> [Data supplied]

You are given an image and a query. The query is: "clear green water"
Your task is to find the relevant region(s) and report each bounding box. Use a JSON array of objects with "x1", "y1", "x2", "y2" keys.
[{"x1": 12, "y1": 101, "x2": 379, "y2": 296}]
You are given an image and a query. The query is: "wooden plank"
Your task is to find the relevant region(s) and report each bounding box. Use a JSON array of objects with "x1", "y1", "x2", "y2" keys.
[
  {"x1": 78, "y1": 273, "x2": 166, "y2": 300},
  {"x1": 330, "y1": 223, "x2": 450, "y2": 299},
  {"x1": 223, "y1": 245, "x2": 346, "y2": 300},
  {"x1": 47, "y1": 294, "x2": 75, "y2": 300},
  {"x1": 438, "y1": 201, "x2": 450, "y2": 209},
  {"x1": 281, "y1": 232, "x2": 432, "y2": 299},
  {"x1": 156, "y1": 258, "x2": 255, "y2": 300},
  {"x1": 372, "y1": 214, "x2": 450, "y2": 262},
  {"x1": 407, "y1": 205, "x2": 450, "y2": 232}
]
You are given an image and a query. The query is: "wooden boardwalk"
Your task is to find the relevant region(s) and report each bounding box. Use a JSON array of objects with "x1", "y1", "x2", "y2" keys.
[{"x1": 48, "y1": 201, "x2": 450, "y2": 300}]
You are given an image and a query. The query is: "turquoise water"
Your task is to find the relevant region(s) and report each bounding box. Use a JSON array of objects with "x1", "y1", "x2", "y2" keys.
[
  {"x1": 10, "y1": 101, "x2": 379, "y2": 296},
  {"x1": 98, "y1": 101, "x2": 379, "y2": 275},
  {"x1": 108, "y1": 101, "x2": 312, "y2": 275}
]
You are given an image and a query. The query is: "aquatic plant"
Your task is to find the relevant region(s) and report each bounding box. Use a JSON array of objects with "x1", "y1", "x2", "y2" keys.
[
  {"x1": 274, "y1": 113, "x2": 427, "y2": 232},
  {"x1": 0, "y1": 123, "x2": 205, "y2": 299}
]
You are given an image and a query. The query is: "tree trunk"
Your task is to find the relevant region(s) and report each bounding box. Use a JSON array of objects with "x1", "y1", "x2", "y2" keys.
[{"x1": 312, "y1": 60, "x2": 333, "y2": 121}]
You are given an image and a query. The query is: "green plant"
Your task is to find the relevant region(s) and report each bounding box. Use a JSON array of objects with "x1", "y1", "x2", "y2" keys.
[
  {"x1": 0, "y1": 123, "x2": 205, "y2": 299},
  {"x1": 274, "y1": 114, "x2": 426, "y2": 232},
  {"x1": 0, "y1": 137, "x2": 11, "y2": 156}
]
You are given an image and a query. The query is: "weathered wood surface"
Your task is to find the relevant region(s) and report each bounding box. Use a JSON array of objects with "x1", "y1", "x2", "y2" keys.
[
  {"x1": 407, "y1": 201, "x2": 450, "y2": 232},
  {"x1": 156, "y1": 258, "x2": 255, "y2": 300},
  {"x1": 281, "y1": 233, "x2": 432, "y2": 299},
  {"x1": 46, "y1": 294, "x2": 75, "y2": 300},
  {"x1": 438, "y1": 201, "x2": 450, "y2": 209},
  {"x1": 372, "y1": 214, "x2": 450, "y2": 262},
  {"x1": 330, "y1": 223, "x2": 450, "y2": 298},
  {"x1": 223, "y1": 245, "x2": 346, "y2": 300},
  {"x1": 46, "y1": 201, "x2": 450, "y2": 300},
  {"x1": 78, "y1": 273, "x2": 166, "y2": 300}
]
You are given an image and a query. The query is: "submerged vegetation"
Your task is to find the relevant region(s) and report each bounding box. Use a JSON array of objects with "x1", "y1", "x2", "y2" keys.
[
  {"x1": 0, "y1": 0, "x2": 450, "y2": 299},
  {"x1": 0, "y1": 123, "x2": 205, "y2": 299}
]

> [Exercise prompt] Count the lines in the entries above that contain the word "water". Reply with the number alone.

> [Answer to the exercise] 2